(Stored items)
· · · · ·

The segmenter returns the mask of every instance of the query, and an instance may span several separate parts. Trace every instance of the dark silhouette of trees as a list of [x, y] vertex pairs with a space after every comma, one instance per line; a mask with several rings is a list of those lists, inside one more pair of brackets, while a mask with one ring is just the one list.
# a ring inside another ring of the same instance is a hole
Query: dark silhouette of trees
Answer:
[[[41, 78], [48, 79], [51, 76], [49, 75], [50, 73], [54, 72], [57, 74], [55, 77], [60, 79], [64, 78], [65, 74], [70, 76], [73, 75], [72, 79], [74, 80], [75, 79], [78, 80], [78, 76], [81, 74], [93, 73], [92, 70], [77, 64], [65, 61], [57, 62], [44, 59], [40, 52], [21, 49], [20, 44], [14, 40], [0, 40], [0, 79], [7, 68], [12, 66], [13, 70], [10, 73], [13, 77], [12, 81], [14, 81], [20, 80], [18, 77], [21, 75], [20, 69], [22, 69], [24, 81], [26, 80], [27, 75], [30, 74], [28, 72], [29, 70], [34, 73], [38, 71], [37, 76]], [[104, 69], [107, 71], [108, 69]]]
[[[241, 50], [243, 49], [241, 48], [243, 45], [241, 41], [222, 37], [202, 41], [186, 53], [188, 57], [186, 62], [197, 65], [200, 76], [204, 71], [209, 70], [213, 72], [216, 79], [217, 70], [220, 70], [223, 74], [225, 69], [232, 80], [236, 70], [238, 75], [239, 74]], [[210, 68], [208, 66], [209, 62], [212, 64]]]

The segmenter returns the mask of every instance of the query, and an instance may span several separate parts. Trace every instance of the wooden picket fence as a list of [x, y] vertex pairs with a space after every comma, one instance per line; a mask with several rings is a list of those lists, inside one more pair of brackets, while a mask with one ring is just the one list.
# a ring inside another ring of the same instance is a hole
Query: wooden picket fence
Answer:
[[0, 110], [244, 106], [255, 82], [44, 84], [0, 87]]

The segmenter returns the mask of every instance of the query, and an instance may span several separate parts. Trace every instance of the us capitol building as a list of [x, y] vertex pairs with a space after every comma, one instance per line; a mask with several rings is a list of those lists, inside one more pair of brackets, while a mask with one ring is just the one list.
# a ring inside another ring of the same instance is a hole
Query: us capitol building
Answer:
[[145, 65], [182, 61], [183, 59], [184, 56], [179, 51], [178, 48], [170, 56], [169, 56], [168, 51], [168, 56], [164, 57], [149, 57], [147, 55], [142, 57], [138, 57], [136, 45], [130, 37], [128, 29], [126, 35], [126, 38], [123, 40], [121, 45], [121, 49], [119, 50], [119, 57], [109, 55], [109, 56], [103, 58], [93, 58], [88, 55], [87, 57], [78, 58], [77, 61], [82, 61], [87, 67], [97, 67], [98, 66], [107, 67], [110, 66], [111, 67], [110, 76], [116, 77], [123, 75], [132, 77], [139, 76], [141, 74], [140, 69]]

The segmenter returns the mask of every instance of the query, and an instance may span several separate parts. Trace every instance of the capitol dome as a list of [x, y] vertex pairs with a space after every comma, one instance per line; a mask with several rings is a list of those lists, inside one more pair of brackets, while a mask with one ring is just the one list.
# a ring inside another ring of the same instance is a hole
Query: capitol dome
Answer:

· · · · ·

* [WHAT THIS TASK INVOLVES] Rewrite all of the records above, swapping each occurrence of "segmenter" for "mask predictor" and leaving everything else untouched.

* [EXPECTED OUTPUT]
The mask predictor returns the mask of every instance of the query, and an instance may span several separate parts. Trace every instance of the dark silhouette of trees as a list of [x, y] vertex pairs with a space after every comma, one instance per line; a mask with several rings is a list of those lists, inside one more pair of brackets, while a mask with one ring is just the one list.
# a ring inside another ring of the same instance is a hole
Query: dark silhouette of trees
Answer:
[[[41, 78], [48, 79], [51, 76], [49, 75], [50, 73], [54, 72], [57, 74], [55, 77], [60, 79], [64, 78], [65, 74], [70, 76], [73, 75], [72, 79], [74, 80], [75, 79], [78, 80], [78, 76], [81, 74], [93, 73], [92, 70], [77, 64], [65, 61], [57, 62], [44, 59], [40, 52], [21, 49], [20, 44], [14, 40], [0, 40], [0, 79], [7, 68], [12, 66], [13, 70], [10, 73], [13, 77], [12, 81], [14, 81], [20, 80], [18, 77], [21, 75], [20, 69], [22, 69], [24, 81], [26, 80], [27, 75], [30, 74], [28, 72], [29, 70], [34, 73], [38, 71], [37, 76]], [[104, 69], [107, 71], [108, 69]]]
[[[241, 50], [243, 49], [241, 48], [243, 45], [241, 41], [222, 37], [202, 41], [186, 53], [188, 57], [186, 62], [197, 65], [200, 76], [204, 71], [209, 70], [213, 72], [216, 79], [217, 70], [220, 70], [223, 74], [225, 69], [232, 80], [236, 70], [238, 75], [239, 74]], [[210, 68], [208, 66], [209, 62], [212, 64]]]

The mask predictor returns the mask of every instance of the query, and an instance may span several separate parts. Trace every instance of the wooden picket fence as a list of [x, y] vertex pairs with a space after every comma, one instance per line; a mask with several rings is a list of those lists, inside one more pair of brackets, while a mask with one ring is just the one list.
# a ring inside another ring of the same instance is a hole
Query: wooden picket fence
Answer:
[[0, 110], [244, 106], [255, 82], [44, 84], [0, 87]]

The mask predictor returns the mask of every instance of the query, and an instance may span several separate parts. Trace every instance of the us capitol building as a list of [x, y] vertex pairs with a space after every comma, one instance per line; a mask with several rings is a list of those lists, inside one more pair of brackets, while a mask with one ring is just the one list.
# a ring inside another ring of the same instance is a hole
Query: us capitol building
Answer:
[[145, 65], [182, 61], [183, 59], [184, 56], [179, 51], [178, 48], [170, 56], [169, 56], [168, 51], [168, 56], [164, 57], [149, 57], [147, 55], [142, 57], [138, 57], [136, 45], [130, 37], [128, 29], [126, 35], [126, 38], [123, 40], [121, 45], [121, 49], [119, 50], [119, 57], [109, 55], [109, 56], [103, 58], [93, 58], [88, 55], [87, 57], [78, 58], [77, 61], [82, 61], [87, 67], [97, 67], [98, 66], [107, 67], [110, 66], [111, 67], [110, 76], [116, 77], [123, 75], [132, 77], [139, 76], [141, 74], [140, 69]]

The mask predictor returns the mask of every instance of the query, and an instance may span several separate parts. Trace every instance of the capitol dome as a list of [x, y] vertex pairs with a space after every comma, one instance per line; a mask with several rings is a list of those lists, inside one more pair of brackets, while a mask with one ring is just the one list.
# a ring inside another ring of the same instance is a hole
Query: capitol dome
Answer:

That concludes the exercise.